» **Excerpted passage**:

┌────────

OSHA Vaccine ETS Questions and Answers

HR & Safety

The U.S. Department of Labor’s Occupational Safety and Health Administration has released answers to a number of frequently asked questions about the agency’s COVID-19 Vaccination and Testing Emergency Temporary Standard. 

Here’s a sampling of those questions and responses. 

Q: Am I permitted to implement a partial mandatory vaccination policy that requires vaccination for employees that provide services directly to members of the public, but allows other employees the choice of vaccination or testing?

A: Yes. OSHA recognizes there may be employers who develop and implement partial mandatory vaccination policies (i.e., that apply to only a portion of their workforce). 

An example might be a retail corporation employer who has a mixture of staff working at the corporate headquarters, performing intermittent telework from home, and working in stores serving customers. 

In this type of situation, the employer may choose to require vaccination of only some subset of its employees (e.g., those working in stores), and to treat vaccination as optional for others (e.g.,those who work from headquarters or who perform intermittent telework). 

This approach would comply with the standard so long as the employer complies in full with paragraphs (d)(1) and (d)(2) for the respective groups. 

Q: My company has already developed and implemented a vaccination policy before this standard was published. Am I already in compliance or do I need to create a new written policy?

A: It is not OSHA’s intent for employers to duplicate current effective policies covering the requirements of this ETS; however, each employer with a current policy must evaluate that policy to ensure it satisfies all of the requirements of this rule.

Employers with existing policies must modify and/or update their current policies to incorporate any missing required elements, and must provide information on these new updates or modifications to all employees in accordance with paragraph (j)(1).

Once the employer has developed its policy pursuant to paragraph (d), the policy must be reduced to writing in order to be compliant with paragraph (d).

Q: If an employee has previously had COVID-19, but has not been vaccinated, can they be classified as fully vaccinated under the policy assuming they have antibodies? Are there any exceptions in the standard for employees who have natural immunity through previous COVID-19 infection?

└────────

» **Dataset extract**:

┌────────

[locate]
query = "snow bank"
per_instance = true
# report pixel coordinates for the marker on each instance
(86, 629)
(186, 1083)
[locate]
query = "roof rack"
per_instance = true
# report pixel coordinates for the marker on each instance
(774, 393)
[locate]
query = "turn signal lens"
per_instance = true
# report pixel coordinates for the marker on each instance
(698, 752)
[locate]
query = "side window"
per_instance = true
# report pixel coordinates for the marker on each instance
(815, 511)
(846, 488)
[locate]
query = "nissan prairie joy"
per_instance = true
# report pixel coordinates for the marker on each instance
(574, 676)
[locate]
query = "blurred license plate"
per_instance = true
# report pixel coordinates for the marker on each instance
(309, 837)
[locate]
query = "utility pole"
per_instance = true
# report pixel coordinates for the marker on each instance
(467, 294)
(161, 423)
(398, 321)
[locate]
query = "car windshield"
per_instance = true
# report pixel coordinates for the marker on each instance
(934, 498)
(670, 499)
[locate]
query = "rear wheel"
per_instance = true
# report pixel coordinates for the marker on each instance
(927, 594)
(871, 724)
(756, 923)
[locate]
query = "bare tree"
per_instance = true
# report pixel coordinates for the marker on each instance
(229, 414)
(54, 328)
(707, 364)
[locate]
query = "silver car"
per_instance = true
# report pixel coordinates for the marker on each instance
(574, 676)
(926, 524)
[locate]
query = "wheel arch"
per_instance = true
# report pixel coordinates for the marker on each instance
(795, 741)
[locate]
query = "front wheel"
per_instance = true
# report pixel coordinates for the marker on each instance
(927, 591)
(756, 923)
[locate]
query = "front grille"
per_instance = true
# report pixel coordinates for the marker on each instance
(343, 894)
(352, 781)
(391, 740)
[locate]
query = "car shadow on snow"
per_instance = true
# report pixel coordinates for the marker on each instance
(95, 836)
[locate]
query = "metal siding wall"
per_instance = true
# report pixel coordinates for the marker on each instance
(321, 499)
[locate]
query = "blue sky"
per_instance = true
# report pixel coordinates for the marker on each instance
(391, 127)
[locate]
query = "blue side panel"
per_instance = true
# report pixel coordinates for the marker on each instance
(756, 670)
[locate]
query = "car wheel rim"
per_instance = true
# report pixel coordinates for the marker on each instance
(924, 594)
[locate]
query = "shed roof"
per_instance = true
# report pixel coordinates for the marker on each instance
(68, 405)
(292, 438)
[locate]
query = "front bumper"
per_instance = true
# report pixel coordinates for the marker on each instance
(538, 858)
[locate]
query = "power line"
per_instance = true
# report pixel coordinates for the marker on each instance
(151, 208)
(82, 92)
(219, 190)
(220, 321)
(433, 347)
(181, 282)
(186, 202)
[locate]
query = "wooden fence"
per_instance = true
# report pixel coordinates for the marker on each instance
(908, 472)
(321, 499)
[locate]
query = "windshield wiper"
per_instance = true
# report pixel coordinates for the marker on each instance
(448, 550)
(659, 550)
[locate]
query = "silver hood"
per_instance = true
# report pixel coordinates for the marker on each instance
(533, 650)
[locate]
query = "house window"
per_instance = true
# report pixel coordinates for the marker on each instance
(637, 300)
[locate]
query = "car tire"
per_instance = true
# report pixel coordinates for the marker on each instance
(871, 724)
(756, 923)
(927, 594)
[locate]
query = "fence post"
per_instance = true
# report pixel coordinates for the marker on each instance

└────────

Can you retype the OSHA vaccine standard Q&A in full, word for word? The items have nothing to do with what you're asked to do here.

» **Solution for this problem**:
OSHA Vaccine ETS Questions and Answers

HR & Safety

The U.S. Department of Labor’s Occupational Safety and Health Administration has released answers to a number of frequently asked questions about the agency’s COVID-19 Vaccination and Testing Emergency Temporary Standard. 

Here’s a sampling of those questions and responses. 

Q: Am I permitted to implement a partial mandatory vaccination policy that requires vaccination for employees that provide services directly to members of the public, but allows other employees the choice of vaccination or testing?

A: Yes. OSHA recognizes there may be employers who develop and implement partial mandatory vaccination policies (i.e., that apply to only a portion of their workforce). 

An example might be a retail corporation employer who has a mixture of staff working at the corporate headquarters, performing intermittent telework from home, and working in stores serving customers. 

In this type of situation, the employer may choose to require vaccination of only some subset of its employees (e.g., those working in stores), and to treat vaccination as optional for others (e.g.,those who work from headquarters or who perform intermittent telework). 

This approach would comply with the standard so long as the employer complies in full with paragraphs (d)(1) and (d)(2) for the respective groups. 

Q: My company has already developed and implemented a vaccination policy before this standard was published. Am I already in compliance or do I need to create a new written policy?

A: It is not OSHA’s intent for employers to duplicate current effective policies covering the requirements of this ETS; however, each employer with a current policy must evaluate that policy to ensure it satisfies all of the requirements of this rule.

Employers with existing policies must modify and/or update their current policies to incorporate any missing required elements, and must provide information on these new updates or modifications to all employees in accordance with paragraph (j)(1).

Once the employer has developed its policy pursuant to paragraph (d), the policy must be reduced to writing in order to be compliant with paragraph (d).

Q: If an employee has previously had COVID-19, but has not been vaccinated, can they be classified as fully vaccinated under the policy assuming they have antibodies? Are there any exceptions in the standard for employees who have natural immunity through previous COVID-19 infection?